# START OF Data for this task

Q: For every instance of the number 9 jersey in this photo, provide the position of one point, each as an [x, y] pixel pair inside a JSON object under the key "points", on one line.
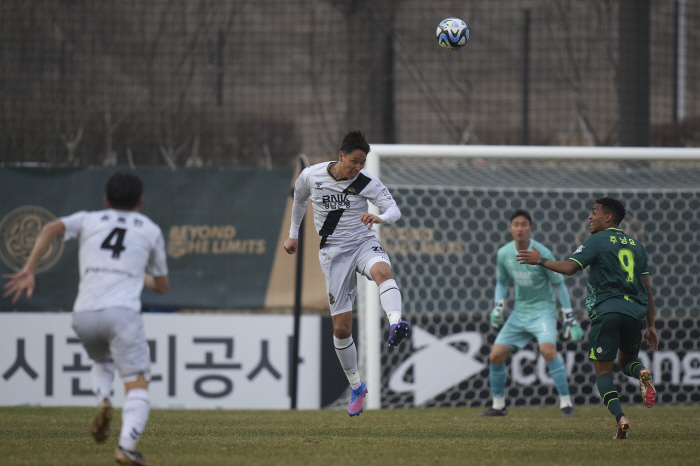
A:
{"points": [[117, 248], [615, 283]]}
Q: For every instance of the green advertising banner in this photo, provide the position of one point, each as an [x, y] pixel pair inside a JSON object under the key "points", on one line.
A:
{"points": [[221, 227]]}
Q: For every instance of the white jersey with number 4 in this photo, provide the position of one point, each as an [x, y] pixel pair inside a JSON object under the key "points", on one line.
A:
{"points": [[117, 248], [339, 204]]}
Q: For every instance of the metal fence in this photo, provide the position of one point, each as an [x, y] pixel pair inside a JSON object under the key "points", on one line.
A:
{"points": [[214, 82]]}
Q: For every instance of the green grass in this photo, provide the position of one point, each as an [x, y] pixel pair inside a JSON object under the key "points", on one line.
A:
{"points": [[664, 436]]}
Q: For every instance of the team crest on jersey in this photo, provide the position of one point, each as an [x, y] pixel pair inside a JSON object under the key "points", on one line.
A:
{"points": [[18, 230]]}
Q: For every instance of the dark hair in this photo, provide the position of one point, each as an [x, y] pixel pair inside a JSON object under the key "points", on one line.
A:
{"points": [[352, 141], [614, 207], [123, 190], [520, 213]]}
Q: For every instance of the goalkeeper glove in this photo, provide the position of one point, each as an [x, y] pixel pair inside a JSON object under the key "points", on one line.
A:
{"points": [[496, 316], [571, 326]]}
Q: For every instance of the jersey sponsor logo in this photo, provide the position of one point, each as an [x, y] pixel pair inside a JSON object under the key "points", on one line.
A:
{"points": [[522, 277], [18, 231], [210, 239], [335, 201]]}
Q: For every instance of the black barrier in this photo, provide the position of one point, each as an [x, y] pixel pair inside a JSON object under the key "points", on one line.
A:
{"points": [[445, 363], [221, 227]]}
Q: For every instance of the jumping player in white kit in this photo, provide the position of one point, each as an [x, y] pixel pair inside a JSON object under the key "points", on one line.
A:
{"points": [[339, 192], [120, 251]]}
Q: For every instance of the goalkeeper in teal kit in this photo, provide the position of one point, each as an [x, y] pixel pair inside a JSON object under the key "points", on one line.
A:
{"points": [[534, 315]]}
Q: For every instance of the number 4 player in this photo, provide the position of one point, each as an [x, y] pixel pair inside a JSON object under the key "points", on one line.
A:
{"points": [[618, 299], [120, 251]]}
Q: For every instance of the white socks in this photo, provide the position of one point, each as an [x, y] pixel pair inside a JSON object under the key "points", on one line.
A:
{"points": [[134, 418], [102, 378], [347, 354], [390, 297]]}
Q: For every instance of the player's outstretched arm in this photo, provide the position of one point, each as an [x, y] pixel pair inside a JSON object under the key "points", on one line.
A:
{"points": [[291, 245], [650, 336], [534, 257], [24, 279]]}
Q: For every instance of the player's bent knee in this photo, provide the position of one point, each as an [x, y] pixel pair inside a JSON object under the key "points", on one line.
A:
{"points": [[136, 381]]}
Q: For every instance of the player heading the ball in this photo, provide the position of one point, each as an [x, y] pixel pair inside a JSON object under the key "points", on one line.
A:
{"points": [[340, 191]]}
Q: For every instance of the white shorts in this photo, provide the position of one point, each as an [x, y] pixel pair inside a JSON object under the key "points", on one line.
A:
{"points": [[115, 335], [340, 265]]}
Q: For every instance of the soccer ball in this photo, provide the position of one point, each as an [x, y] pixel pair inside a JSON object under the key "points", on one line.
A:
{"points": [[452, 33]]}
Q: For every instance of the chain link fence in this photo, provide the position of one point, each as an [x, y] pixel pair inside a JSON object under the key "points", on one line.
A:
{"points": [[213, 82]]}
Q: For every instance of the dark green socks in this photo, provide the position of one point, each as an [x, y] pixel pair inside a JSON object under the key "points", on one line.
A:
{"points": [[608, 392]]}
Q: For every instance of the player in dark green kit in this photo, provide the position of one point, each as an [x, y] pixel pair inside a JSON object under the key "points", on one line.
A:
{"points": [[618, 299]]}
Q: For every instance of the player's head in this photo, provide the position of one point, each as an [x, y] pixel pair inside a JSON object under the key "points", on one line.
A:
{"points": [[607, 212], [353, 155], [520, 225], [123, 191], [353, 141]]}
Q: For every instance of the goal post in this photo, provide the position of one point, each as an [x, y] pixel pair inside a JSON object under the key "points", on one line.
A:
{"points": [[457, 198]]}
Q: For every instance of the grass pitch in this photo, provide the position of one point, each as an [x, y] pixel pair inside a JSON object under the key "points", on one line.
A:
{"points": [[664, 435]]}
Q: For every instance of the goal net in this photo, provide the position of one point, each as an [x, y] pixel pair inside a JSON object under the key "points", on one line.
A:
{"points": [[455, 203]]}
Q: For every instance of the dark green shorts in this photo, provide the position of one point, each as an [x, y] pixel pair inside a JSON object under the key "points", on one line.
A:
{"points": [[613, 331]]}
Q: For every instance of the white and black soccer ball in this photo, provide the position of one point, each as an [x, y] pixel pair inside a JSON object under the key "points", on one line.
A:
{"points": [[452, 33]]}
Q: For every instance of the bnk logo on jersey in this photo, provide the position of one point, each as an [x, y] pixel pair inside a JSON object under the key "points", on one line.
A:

# END OF Data for this task

**Problem details:** Rewrite the lines above, changing "pixel pair" to "coordinate pair" everywhere and leaving everything else as it is. Leave out the pictures.

**Expected answer:**
Q: For every instance of the number 9 jersey in this photo, provide the position of one point, each as an [x, y] coordinate pair inside a JSON object under the key "points", on one line.
A:
{"points": [[117, 248], [615, 283]]}
Q: For every instance of the green advertising banner in this photo, provide the position of one point, each as an [x, y] coordinate pair inside a JSON object under the key "points", on one line.
A:
{"points": [[221, 227]]}
Q: For every instance of the white jersey with number 4 in this photo, provide the position of one point, each as an [x, y] coordinate pair inside a JSON object under the key "points", on one line.
A:
{"points": [[117, 248], [339, 204]]}
Q: For every instance of the metal fence in this photo, provide the position of one point, each as an [x, y] coordinate pair inside a JSON object under the key "points", on one line.
A:
{"points": [[214, 82]]}
Q: For every instance of the green grass in this photo, provide the position of one point, each as an [x, y] coordinate pair inside a JSON object under the key "points", on one line.
A:
{"points": [[664, 436]]}
Q: For every instance of the team crest on jersey in this photo, provide the position of one point, each as an [x, y] coordinate pair inside a JSON object under the key "points", on one line.
A:
{"points": [[18, 230]]}
Q: For every instance of the dark hair in this photo, provide the position of one point, each as an [x, y] coordinate pair inside a JSON object under the key "points", on one line.
A:
{"points": [[352, 141], [614, 207], [123, 190], [520, 213]]}
Q: For every instance of the goalkeeper glove in this photo, provide the position of one point, each as an [x, y] coordinate pair inside a JSON object under the key "points", on one line.
A:
{"points": [[496, 316], [571, 326]]}
Q: For every instance of the jersey sponsor logo in this photo, provide the position of one point, each as an [x, y] coordinate pair inside a JSON object under the key "points", on one line.
A:
{"points": [[522, 277], [18, 231], [210, 239], [335, 201]]}
Q: For every instance of the black barrier in this photo, provide the position of one point, each as an [x, y] coordinate pair inside a JSON object under the key "points", on one line.
A:
{"points": [[445, 363], [221, 227]]}
Q: For every instance of the jumping player in white kit in this photo, provide the position of one point, each as an [x, y] coordinate pair inside a JSON object under the key "points", on one line.
A:
{"points": [[339, 192], [120, 251]]}
Q: For every instance of the goalkeeper in teal kit in this photo, provide the position of one point, each as an [x, y] coordinate pair inside a JSON object under the key "points", on one line.
A:
{"points": [[534, 315]]}
Q: For every instance of the number 4 player in this photo, provide the position of one point, each as an [x, y] coordinate pair inside a JSON object under the key "points", on one line.
A:
{"points": [[618, 299], [120, 251]]}
Q: For every instance of the white socks in this photo, provide the position of one point, each as an [x, y] coordinate pair inside a JSON object under the key "points", on one line.
A:
{"points": [[134, 418], [102, 378], [347, 354], [390, 297]]}
Q: For every instance of the player's outstretched arm in this photo, provide the position of one point, each as an [x, y] coordinate pair inside a JSON object under the key "points", on one line.
A:
{"points": [[291, 245], [650, 336], [534, 257], [24, 279]]}
Q: For every instance of the player's bent knee in this photo, provide the position of one point, each as an [x, y] coordinate pair inside a JSON object under the key "points", on one line.
A:
{"points": [[136, 381]]}
Q: For every instance of the player heading the ball in this photo, provide the position of one point, each as an [x, y] coordinate pair inside a JSON object under the key "points", on one line.
A:
{"points": [[340, 191]]}
Q: For every instance of the white shorts in this photo, provide the position of one point, each as an [x, y] coordinate pair inside a JSON object under the key "points", on one line.
A:
{"points": [[115, 335], [340, 265]]}
Q: For every instance of the soccer ball in this photo, provide the position of one point, each as an [x, y] coordinate pair inside a JSON object under the key "points", on one line.
A:
{"points": [[452, 33]]}
Q: For every instance of the chain link fence in this photo, provide the position of one point, each as an [x, y] coordinate pair inside a JSON object under the key "points", on one line.
A:
{"points": [[213, 82]]}
Q: For every instance of the dark green socks in this photo, provide the position of one point, each as an [x, y] coordinate pair inside a JSON object under the key "points", on one line.
A:
{"points": [[608, 392]]}
Q: For every instance of the player in dark green kit in this photo, provide the position of one point, each as an [x, y] coordinate pair inside a JSON object under the key "points", on one line.
A:
{"points": [[618, 299]]}
Q: For every instance of the player's head in this photo, provide the position of one point, each as an [x, y] coordinate pair inside a JSON object under the key "points", on one line.
A:
{"points": [[607, 212], [353, 155], [520, 225], [123, 191], [353, 141]]}
Q: For every instance of the goal post in this photo, provide the position of one point, each as an [x, y] coordinate pair inside a JSON object under the key "points", on one line.
A:
{"points": [[457, 198]]}
Q: For every instance of the grass pitch in this photo, provide the position of one point, each as an [x, y] coordinate pair inside a JSON object under the key "points", on one line.
A:
{"points": [[664, 435]]}
Q: For every instance of the goal net in this photo, provide the position of one point, each as an [x, y] coordinate pair inside a JSON object under the key "points", on one line.
A:
{"points": [[455, 203]]}
Q: For every instance of the dark green shorts in this photo, provide the position of one point, each as an [x, y] coordinate pair inside a JSON object under the key "points", on one line.
A:
{"points": [[613, 331]]}
Q: For every instance of the white and black soccer ball in this photo, provide the position of one point, each as an [x, y] coordinate pair inside a JSON object under the key "points", on one line.
A:
{"points": [[452, 33]]}
Q: For every instance of the bnk logo on jersey in this photo, provide the position of one point, each as an [x, y] coordinate pair inside a JSON object under the key "points", on one line.
A:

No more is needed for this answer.